## Passage provided
######
America is caught in a conflict between science and God

A new exhibition on Darwin's life and work is a defiant gesture against US 
biblical literalism

Martin Kettle
Saturday November 26, 2005
The Guardian


It isn't very often that a mere visit to an exhibition counts as a political 
act, but that's certainly how it feels these days as you mount the steps of 
the American Museum of Natural History, overlooking Central Park.

Admittedly, there wasn't a protester in sight when I visited this week, and 
staff have not yet faced picket lines or hate mail. This is, after all, New 
York City not Salt Lake City. But organisers of the museum's terrific new 
exhibition on the life and work of Charles Darwin acknowledge that theirs is 
an explicit gesture of defiance towards an anti-scientific Christian 
fundamentalism that is again running fast and deep in contemporary America.
######
## Information supplied
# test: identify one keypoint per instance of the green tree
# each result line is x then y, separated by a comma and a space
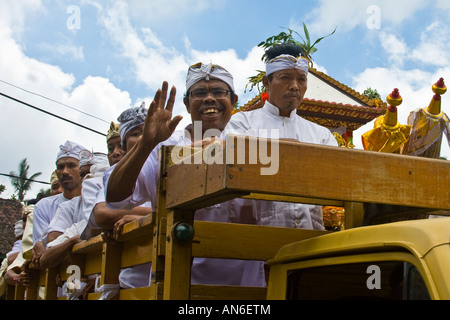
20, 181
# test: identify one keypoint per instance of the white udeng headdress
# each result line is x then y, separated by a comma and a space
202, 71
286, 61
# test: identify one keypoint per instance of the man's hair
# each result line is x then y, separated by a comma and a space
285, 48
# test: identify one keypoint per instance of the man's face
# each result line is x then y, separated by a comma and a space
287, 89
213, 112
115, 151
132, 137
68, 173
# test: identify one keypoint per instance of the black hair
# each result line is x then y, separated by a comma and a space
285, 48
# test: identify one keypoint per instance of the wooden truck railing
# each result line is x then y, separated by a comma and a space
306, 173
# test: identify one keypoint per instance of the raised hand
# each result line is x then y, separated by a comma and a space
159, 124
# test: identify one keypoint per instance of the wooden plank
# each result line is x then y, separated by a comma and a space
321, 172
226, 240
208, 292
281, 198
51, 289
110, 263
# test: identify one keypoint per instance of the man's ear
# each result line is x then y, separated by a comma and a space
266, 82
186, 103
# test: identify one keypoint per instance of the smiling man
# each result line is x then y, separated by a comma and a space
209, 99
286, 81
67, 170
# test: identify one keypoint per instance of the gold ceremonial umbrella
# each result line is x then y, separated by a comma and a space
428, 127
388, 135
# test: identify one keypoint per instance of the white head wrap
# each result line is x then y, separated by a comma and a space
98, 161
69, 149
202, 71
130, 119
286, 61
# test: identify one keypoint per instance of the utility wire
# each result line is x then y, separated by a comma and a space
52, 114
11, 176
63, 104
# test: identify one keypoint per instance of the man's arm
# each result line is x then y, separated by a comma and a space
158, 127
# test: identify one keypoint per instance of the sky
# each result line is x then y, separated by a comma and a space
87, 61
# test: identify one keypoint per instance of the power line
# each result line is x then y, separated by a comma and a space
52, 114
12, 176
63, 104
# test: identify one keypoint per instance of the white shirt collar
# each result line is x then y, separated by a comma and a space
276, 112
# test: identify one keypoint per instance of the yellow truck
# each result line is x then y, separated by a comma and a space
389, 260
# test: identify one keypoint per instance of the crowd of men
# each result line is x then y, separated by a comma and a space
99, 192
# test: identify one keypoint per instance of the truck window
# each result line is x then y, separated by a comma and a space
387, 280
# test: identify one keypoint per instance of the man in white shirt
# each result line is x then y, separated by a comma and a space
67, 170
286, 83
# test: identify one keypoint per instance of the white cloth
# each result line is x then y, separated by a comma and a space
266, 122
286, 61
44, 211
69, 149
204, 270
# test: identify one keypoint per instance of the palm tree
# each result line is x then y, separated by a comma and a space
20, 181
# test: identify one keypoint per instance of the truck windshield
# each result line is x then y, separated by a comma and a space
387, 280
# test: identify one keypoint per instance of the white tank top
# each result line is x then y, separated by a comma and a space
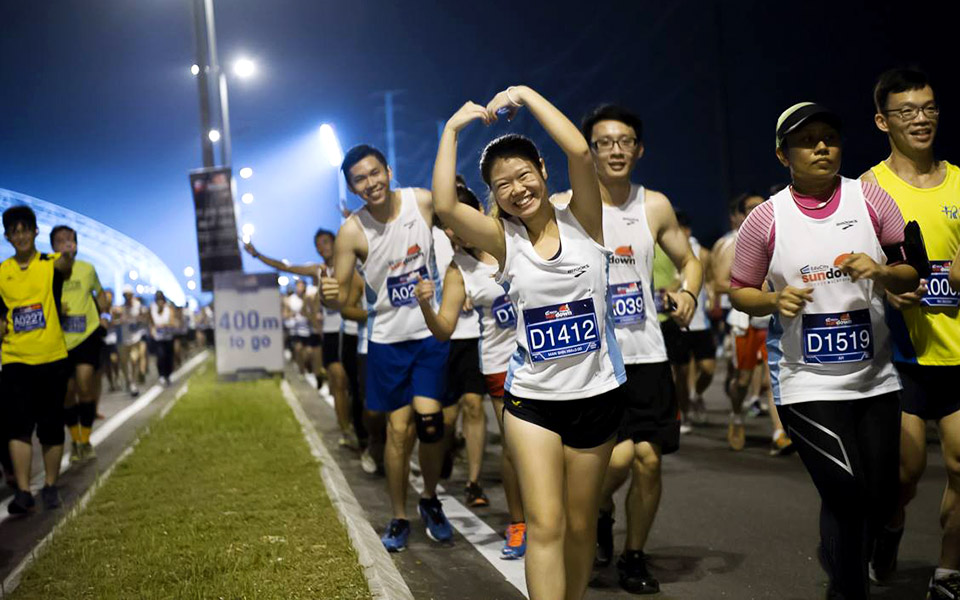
######
## Description of the task
Reproduce word for word the stretch of the article on the Darwin exhibition from "Martin Kettle" through "overlooking Central Park.".

## Complete output
Martin Kettle
Saturday November 26, 2005
The Guardian


It isn't very often that a mere visit to an exhibition counts as a political 
act, but that's certainly how it feels these days as you mount the steps of 
the American Museum of Natural History, overlooking Central Park.